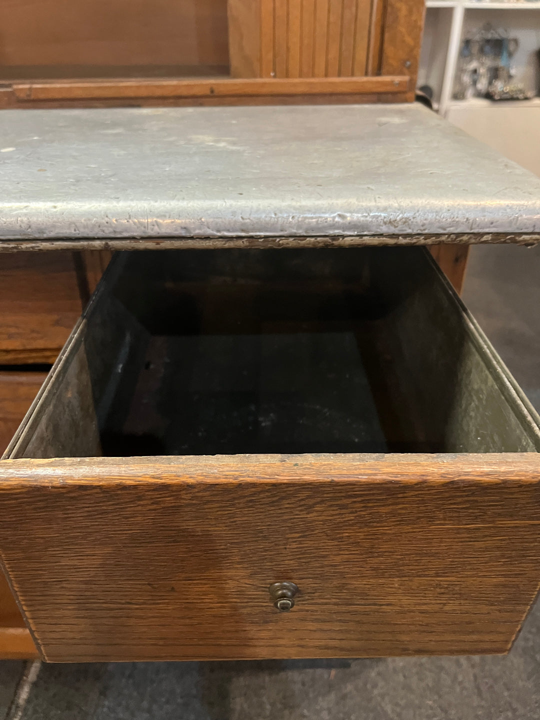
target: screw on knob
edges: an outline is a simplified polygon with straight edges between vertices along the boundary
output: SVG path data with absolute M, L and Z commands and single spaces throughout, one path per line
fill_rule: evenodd
M 294 595 L 298 588 L 294 582 L 273 582 L 269 588 L 270 599 L 280 612 L 287 612 L 294 607 Z

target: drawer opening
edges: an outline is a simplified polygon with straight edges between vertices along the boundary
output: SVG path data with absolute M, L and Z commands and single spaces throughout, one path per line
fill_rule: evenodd
M 117 253 L 12 456 L 539 448 L 425 249 L 180 250 Z

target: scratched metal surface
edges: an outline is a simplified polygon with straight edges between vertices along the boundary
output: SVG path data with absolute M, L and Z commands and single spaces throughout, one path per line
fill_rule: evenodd
M 0 113 L 0 240 L 538 232 L 540 179 L 419 104 Z

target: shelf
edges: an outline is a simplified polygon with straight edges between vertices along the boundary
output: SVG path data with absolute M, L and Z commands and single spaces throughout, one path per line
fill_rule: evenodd
M 480 0 L 479 2 L 465 2 L 464 7 L 467 10 L 476 10 L 480 8 L 485 10 L 539 10 L 540 2 L 538 0 L 523 0 L 519 2 L 490 2 L 490 0 Z
M 479 0 L 478 2 L 460 1 L 460 0 L 426 0 L 426 6 L 431 8 L 449 7 L 458 6 L 466 10 L 540 10 L 540 0 L 518 0 L 517 2 L 490 2 L 490 0 Z

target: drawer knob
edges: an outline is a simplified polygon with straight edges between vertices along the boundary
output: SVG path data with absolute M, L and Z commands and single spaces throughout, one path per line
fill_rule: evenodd
M 281 613 L 286 613 L 294 607 L 294 595 L 298 588 L 294 582 L 272 582 L 269 591 L 274 606 Z

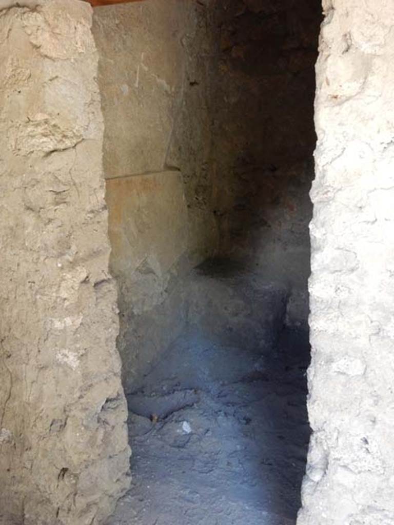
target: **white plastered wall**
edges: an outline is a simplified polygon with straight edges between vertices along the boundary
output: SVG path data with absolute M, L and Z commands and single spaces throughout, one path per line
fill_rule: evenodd
M 394 523 L 394 4 L 325 0 L 298 525 Z

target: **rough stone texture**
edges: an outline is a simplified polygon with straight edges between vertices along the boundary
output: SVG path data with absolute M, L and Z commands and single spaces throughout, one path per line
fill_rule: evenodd
M 394 5 L 324 1 L 298 525 L 394 523 Z
M 164 172 L 108 180 L 107 201 L 128 390 L 183 326 L 180 295 L 171 292 L 188 248 L 182 176 Z
M 320 0 L 216 0 L 212 147 L 220 254 L 292 291 L 306 322 Z
M 88 4 L 35 4 L 0 12 L 0 522 L 91 525 L 129 457 L 97 60 Z

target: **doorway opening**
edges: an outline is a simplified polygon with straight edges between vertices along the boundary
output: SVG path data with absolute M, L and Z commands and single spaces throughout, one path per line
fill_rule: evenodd
M 319 0 L 95 10 L 132 487 L 108 525 L 283 525 L 309 429 Z

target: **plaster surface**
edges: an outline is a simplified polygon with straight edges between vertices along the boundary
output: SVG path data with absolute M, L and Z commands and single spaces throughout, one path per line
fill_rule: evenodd
M 298 525 L 394 523 L 394 6 L 323 2 Z

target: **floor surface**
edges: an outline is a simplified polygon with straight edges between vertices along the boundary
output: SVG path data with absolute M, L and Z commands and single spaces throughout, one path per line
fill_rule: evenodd
M 309 437 L 307 334 L 262 355 L 185 333 L 128 397 L 131 490 L 108 525 L 290 525 Z

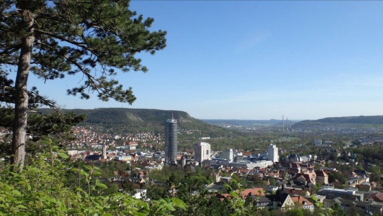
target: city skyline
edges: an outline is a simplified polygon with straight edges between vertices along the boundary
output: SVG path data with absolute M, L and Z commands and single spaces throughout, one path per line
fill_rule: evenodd
M 161 9 L 161 10 L 158 10 Z M 383 3 L 139 2 L 131 9 L 167 31 L 167 47 L 140 54 L 148 73 L 119 73 L 132 106 L 66 95 L 81 77 L 29 87 L 68 109 L 180 110 L 203 119 L 380 115 Z M 196 16 L 198 14 L 198 16 Z M 172 92 L 173 97 L 167 97 Z

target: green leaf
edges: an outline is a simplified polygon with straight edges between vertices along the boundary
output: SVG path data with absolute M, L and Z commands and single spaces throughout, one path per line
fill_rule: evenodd
M 97 183 L 96 186 L 100 188 L 108 189 L 108 187 L 102 183 Z
M 116 201 L 117 199 L 119 199 L 120 197 L 121 197 L 120 195 L 116 195 L 113 197 L 113 198 L 112 198 L 112 200 Z
M 18 190 L 13 190 L 11 191 L 13 194 L 17 195 L 18 196 L 21 196 L 21 193 L 20 193 Z
M 183 201 L 177 198 L 173 198 L 171 199 L 173 201 L 173 204 L 179 208 L 186 210 L 186 204 Z
M 61 157 L 62 157 L 63 158 L 66 159 L 69 157 L 68 155 L 67 155 L 67 154 L 66 154 L 65 153 L 58 152 L 57 153 L 57 154 L 58 155 L 58 156 L 60 156 Z
M 26 206 L 24 206 L 23 205 L 16 205 L 16 207 L 17 207 L 19 208 L 23 208 L 24 209 L 28 209 L 28 207 L 27 207 Z
M 92 170 L 92 167 L 90 166 L 89 165 L 84 165 L 83 167 L 88 170 Z

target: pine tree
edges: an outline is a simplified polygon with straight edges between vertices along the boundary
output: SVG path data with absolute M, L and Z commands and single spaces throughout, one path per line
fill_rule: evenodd
M 21 169 L 31 102 L 56 107 L 55 101 L 27 88 L 30 73 L 46 81 L 80 74 L 84 83 L 69 95 L 134 101 L 132 88 L 114 78 L 115 69 L 146 72 L 135 54 L 165 47 L 166 32 L 150 31 L 154 20 L 129 10 L 123 0 L 2 0 L 0 5 L 0 102 L 14 104 L 13 162 Z M 5 71 L 16 71 L 16 79 Z M 14 86 L 12 84 L 14 81 Z

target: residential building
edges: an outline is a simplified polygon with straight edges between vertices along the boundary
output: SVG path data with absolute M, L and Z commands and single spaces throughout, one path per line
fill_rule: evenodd
M 211 158 L 210 144 L 207 142 L 201 142 L 196 144 L 194 148 L 194 159 L 202 163 L 204 160 L 209 160 Z
M 317 170 L 315 171 L 316 175 L 316 182 L 321 185 L 329 184 L 329 175 L 323 170 Z
M 269 160 L 273 162 L 278 162 L 279 161 L 278 157 L 278 148 L 275 145 L 270 144 L 269 148 L 267 149 L 268 157 Z
M 233 152 L 233 149 L 231 148 L 228 148 L 225 151 L 222 151 L 221 153 L 220 157 L 221 158 L 226 159 L 228 160 L 229 162 L 233 162 L 234 161 L 234 153 Z

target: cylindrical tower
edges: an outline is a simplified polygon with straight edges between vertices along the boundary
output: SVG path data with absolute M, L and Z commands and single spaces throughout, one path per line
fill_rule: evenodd
M 174 164 L 177 160 L 178 141 L 177 120 L 168 119 L 165 123 L 165 154 L 167 163 Z

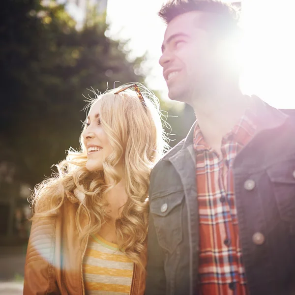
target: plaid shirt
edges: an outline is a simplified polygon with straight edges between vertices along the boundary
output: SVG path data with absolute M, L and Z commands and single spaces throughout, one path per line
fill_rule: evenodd
M 246 113 L 222 138 L 220 155 L 206 143 L 199 125 L 195 128 L 202 295 L 248 294 L 232 167 L 235 156 L 255 131 L 253 115 Z

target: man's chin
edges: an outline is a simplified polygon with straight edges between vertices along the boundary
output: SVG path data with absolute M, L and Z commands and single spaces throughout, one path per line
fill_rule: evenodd
M 186 102 L 186 91 L 185 89 L 177 87 L 168 88 L 168 97 L 171 100 Z

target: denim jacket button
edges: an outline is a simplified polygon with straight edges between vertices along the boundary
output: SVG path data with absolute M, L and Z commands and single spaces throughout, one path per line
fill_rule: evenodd
M 161 206 L 161 212 L 162 212 L 162 213 L 164 213 L 164 212 L 166 212 L 168 208 L 168 205 L 167 205 L 167 203 L 165 203 L 163 204 L 162 206 Z
M 259 232 L 255 233 L 252 236 L 252 240 L 256 245 L 262 245 L 264 243 L 265 239 L 264 236 Z
M 252 179 L 247 179 L 244 182 L 244 188 L 247 190 L 252 190 L 255 187 L 255 181 Z

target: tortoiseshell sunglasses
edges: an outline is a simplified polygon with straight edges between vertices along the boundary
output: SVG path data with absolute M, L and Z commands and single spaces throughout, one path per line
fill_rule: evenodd
M 141 92 L 140 92 L 140 90 L 139 89 L 139 88 L 137 86 L 137 84 L 132 84 L 132 85 L 130 85 L 130 86 L 127 86 L 127 87 L 125 87 L 125 88 L 123 88 L 122 89 L 120 89 L 120 90 L 119 90 L 119 91 L 115 92 L 115 94 L 118 94 L 118 93 L 120 93 L 120 92 L 122 92 L 122 91 L 124 91 L 127 89 L 129 89 L 129 88 L 133 88 L 134 89 L 134 90 L 137 94 L 137 96 L 138 96 L 138 98 L 139 98 L 140 102 L 142 103 L 142 104 L 143 105 L 143 106 L 144 106 L 144 107 L 146 109 L 146 111 L 147 111 L 147 105 L 146 104 L 146 102 L 145 101 L 145 99 L 144 99 L 144 97 L 143 96 L 143 95 L 142 94 Z

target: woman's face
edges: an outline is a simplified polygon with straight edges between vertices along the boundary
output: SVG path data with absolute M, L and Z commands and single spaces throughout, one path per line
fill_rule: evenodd
M 99 114 L 101 105 L 100 99 L 92 107 L 87 117 L 87 126 L 82 133 L 87 150 L 86 168 L 89 171 L 102 170 L 104 159 L 114 151 L 100 124 Z

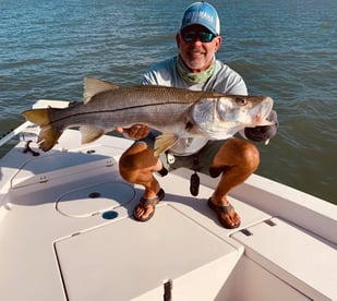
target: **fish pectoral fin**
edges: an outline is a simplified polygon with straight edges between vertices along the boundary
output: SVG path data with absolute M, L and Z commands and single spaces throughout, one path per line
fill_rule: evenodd
M 86 105 L 87 103 L 91 101 L 93 96 L 95 96 L 98 93 L 105 92 L 105 91 L 110 91 L 110 89 L 117 89 L 119 88 L 118 85 L 115 85 L 112 83 L 106 82 L 106 81 L 100 81 L 94 77 L 85 77 L 84 79 L 84 104 Z
M 105 130 L 93 127 L 93 125 L 82 125 L 80 128 L 82 134 L 82 143 L 91 143 L 105 134 Z
M 155 156 L 159 157 L 160 154 L 173 146 L 178 139 L 179 136 L 177 134 L 163 134 L 157 136 L 155 141 Z

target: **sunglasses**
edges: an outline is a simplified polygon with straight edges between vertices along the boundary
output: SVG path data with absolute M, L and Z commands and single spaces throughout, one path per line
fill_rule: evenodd
M 185 43 L 191 43 L 195 41 L 198 39 L 202 43 L 209 43 L 212 41 L 216 36 L 212 33 L 206 33 L 206 32 L 195 32 L 195 31 L 190 31 L 190 32 L 181 32 L 181 37 Z

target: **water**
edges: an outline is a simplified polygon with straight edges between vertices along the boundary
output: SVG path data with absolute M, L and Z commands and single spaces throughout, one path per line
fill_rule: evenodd
M 0 134 L 39 98 L 81 100 L 86 75 L 139 83 L 176 53 L 190 2 L 1 0 Z M 222 21 L 217 57 L 243 75 L 250 94 L 275 99 L 280 128 L 258 145 L 257 173 L 337 203 L 337 1 L 212 3 Z

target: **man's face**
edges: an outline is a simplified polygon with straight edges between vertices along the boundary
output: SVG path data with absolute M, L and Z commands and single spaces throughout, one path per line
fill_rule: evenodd
M 176 35 L 180 56 L 193 73 L 206 70 L 221 45 L 220 36 L 213 36 L 210 41 L 205 41 L 208 34 L 210 34 L 209 31 L 204 26 L 191 25 Z

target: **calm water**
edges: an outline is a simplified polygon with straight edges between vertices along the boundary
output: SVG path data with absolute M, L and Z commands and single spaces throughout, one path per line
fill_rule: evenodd
M 0 134 L 38 98 L 81 100 L 85 75 L 139 83 L 176 53 L 180 0 L 1 0 Z M 214 0 L 218 58 L 250 94 L 275 99 L 280 128 L 258 174 L 337 203 L 337 1 Z M 2 146 L 0 156 L 16 143 Z

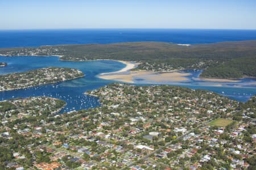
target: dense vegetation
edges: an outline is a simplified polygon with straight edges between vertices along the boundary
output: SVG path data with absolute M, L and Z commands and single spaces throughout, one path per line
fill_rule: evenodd
M 203 76 L 256 76 L 256 41 L 225 42 L 189 46 L 159 42 L 65 45 L 0 49 L 5 56 L 60 55 L 61 60 L 122 60 L 141 62 L 138 69 L 169 71 L 205 69 Z

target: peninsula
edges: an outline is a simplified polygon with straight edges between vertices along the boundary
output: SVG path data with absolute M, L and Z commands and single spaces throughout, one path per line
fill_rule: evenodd
M 46 67 L 0 75 L 0 91 L 54 83 L 84 76 L 75 69 Z
M 87 93 L 101 106 L 55 115 L 63 101 L 0 102 L 0 168 L 255 169 L 255 97 L 119 83 Z
M 61 60 L 114 60 L 140 63 L 137 69 L 170 72 L 201 69 L 204 78 L 256 77 L 256 41 L 180 45 L 161 42 L 42 46 L 0 49 L 0 55 L 58 56 Z
M 6 62 L 0 62 L 0 67 L 5 67 L 7 66 L 7 63 Z

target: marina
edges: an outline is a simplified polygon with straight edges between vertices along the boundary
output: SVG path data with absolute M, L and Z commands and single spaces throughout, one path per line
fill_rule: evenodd
M 24 72 L 45 67 L 55 66 L 75 68 L 81 70 L 86 76 L 65 82 L 24 89 L 0 92 L 0 100 L 16 97 L 44 96 L 64 100 L 67 105 L 60 113 L 86 109 L 100 106 L 97 96 L 84 94 L 108 84 L 116 82 L 98 77 L 100 74 L 118 71 L 126 67 L 121 62 L 112 60 L 97 60 L 84 62 L 62 61 L 58 57 L 0 57 L 0 61 L 8 63 L 0 68 L 0 74 Z M 238 82 L 213 82 L 198 79 L 201 70 L 186 70 L 182 73 L 189 73 L 188 80 L 164 82 L 149 81 L 146 78 L 135 78 L 134 83 L 138 85 L 170 84 L 192 89 L 204 89 L 217 92 L 230 99 L 245 101 L 256 94 L 254 79 L 246 78 Z

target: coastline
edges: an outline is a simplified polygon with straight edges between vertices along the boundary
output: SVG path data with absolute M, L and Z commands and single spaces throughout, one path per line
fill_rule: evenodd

§ What you are asked to do
Copy out the material word for word, from its beginning through the line containing "M 0 113 L 0", inclusive, without the picture markers.

§ Exercise result
target: screw on knob
edges: an outline is a simplified polygon with straight edges between vertices along the boundary
output: SVG path data with absolute M, L and Z commands and single spaces throughout, one path per line
fill_rule: evenodd
M 294 595 L 298 588 L 294 582 L 273 582 L 269 588 L 270 599 L 280 612 L 287 612 L 294 607 Z

target: drawer opening
edges: an outline is a simplified polygon with straight edges between vertices along the boundary
output: SVG path data with absolute M, L and Z commands and single spaces throughout, one path per line
fill_rule: evenodd
M 117 253 L 12 456 L 539 448 L 425 249 L 180 250 Z

target: scratched metal surface
edges: an outline is a simplified polygon with straight edges between vertices along the boundary
output: SVG path data with absolute M, L and Z commands and single spaces throughout, one path per line
fill_rule: evenodd
M 0 113 L 0 240 L 538 232 L 540 179 L 419 104 Z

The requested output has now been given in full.